AIM: Return the data exactly, with all pictures removed.

ITEMS:
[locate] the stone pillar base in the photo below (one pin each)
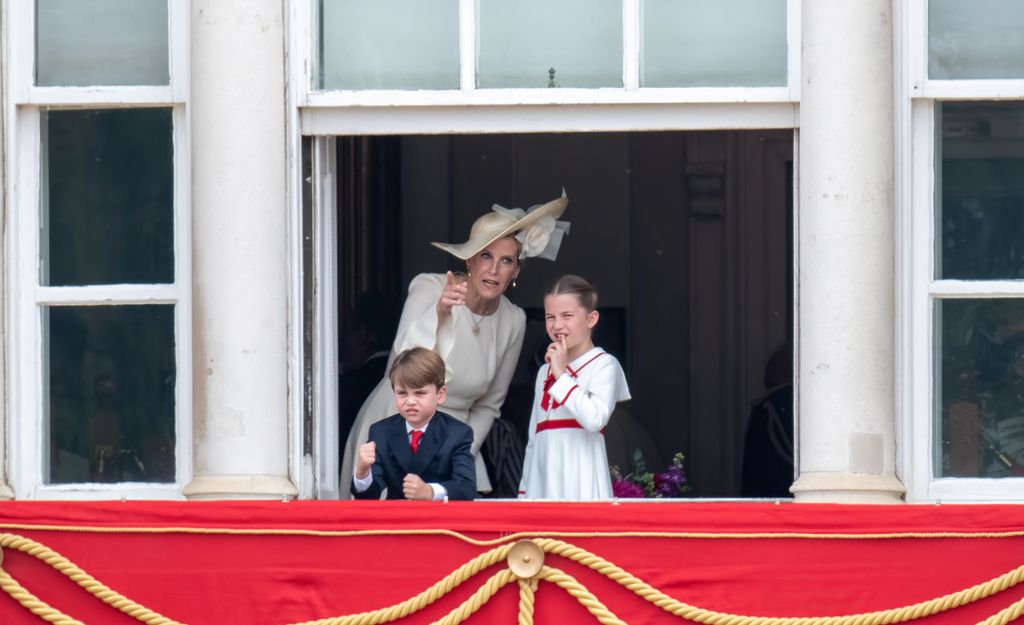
(848, 488)
(240, 487)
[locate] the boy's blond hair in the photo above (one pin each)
(417, 368)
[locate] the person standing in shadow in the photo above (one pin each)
(365, 350)
(768, 466)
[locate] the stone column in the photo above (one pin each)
(847, 446)
(239, 250)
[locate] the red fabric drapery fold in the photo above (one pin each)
(270, 563)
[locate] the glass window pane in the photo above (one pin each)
(389, 44)
(108, 197)
(101, 42)
(980, 178)
(521, 42)
(111, 399)
(976, 39)
(980, 387)
(714, 43)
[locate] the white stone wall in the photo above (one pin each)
(846, 254)
(240, 264)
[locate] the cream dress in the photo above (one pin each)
(571, 462)
(478, 367)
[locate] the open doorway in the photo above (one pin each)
(688, 237)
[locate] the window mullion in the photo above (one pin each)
(918, 435)
(178, 26)
(632, 55)
(467, 45)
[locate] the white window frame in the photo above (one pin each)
(25, 298)
(916, 96)
(324, 114)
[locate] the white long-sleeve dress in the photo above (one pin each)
(565, 456)
(478, 367)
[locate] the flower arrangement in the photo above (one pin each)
(643, 484)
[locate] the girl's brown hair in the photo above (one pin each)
(579, 286)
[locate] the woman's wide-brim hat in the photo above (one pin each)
(537, 230)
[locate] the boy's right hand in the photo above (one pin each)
(366, 456)
(453, 295)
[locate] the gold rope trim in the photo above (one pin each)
(506, 537)
(527, 589)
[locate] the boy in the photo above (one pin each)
(419, 453)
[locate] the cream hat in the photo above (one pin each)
(537, 230)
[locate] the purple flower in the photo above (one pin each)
(627, 490)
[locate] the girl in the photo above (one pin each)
(573, 399)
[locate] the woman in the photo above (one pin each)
(469, 322)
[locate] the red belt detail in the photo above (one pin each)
(559, 424)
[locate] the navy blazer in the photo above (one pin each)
(443, 457)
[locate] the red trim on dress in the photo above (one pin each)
(546, 400)
(559, 424)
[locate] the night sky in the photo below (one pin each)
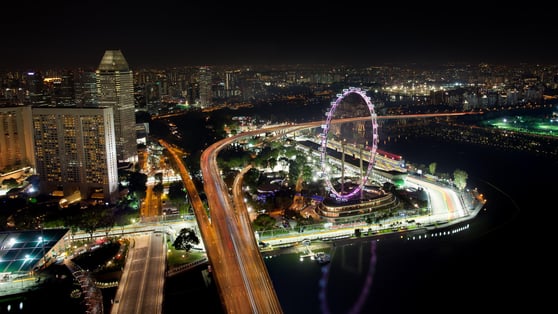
(51, 34)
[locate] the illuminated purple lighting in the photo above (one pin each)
(373, 148)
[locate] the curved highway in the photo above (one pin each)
(237, 264)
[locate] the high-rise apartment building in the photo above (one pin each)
(75, 151)
(16, 142)
(115, 89)
(205, 85)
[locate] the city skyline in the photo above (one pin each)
(70, 34)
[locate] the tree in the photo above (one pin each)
(186, 237)
(460, 178)
(264, 222)
(432, 168)
(10, 183)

WRITTEN ANSWER:
[locate] the stone pillar base in the photo below (one pin each)
(848, 488)
(240, 487)
[locate] the boy's blond hair in the photo above (one pin each)
(417, 368)
[locate] the person standing in shadow in the photo above (one pin each)
(365, 350)
(768, 466)
[locate] the stone column in the photo above (one pin each)
(847, 446)
(239, 250)
[locate] the red fabric drapery fold in the photo above (one pin each)
(270, 563)
[locate] the glass window pane in the photo above (one pin each)
(389, 44)
(108, 197)
(101, 42)
(980, 178)
(521, 42)
(111, 399)
(976, 39)
(980, 387)
(714, 43)
[locate] the white stone wall in the photo above (one pin each)
(846, 254)
(240, 264)
[locate] the cream dress in the photo above (one pin each)
(571, 462)
(478, 367)
[locate] the open doorway in the photo above (one pin each)
(688, 237)
[locate] the window mullion in the photo above (one pin each)
(918, 435)
(178, 26)
(632, 55)
(467, 45)
[locate] the white window frame in the photo above (one pin each)
(25, 298)
(916, 96)
(324, 114)
[locate] the white long-sleeve dress in the photo above (one pin each)
(565, 456)
(478, 367)
[locate] the flower arrangement in the photo above (one pin each)
(643, 484)
[locate] the girl's brown hair in the photo above (one pin each)
(579, 286)
[locate] the woman's wide-brim hat in the photo above (one pin each)
(537, 230)
[locate] the boy's right hand in the photo above (one pin each)
(366, 456)
(453, 295)
[locate] the gold rope trim in the photo above (one pin each)
(506, 537)
(527, 589)
[locate] the boy in the photo above (one pin each)
(419, 453)
[locate] the cream hat in the photo above (one pin each)
(537, 230)
[locate] the purple flower in the photo above (one pin each)
(627, 490)
[locate] the girl in the photo above (one pin each)
(573, 399)
[locate] the woman in the photo above (one pin each)
(469, 322)
[locate] the red belt detail in the photo above (one pin each)
(559, 424)
[locate] the navy blazer in the photo above (one pin each)
(443, 457)
[locate] the red trim on dress in the photo above (one pin each)
(546, 400)
(559, 424)
[locate] the night sky in the photo below (one pin each)
(51, 34)
[locate] the illuminated purple lighting in the photo above (one pin each)
(373, 148)
[locate] the curved highway in the photo above (one pin each)
(237, 264)
[locate] the high-rise apartment building in the photo above (one pin each)
(75, 151)
(16, 142)
(115, 89)
(205, 85)
[locate] the city skyline in the photo above (one pin each)
(70, 34)
[locate] the tree in the photo above (one pin each)
(186, 237)
(460, 178)
(264, 222)
(432, 168)
(10, 183)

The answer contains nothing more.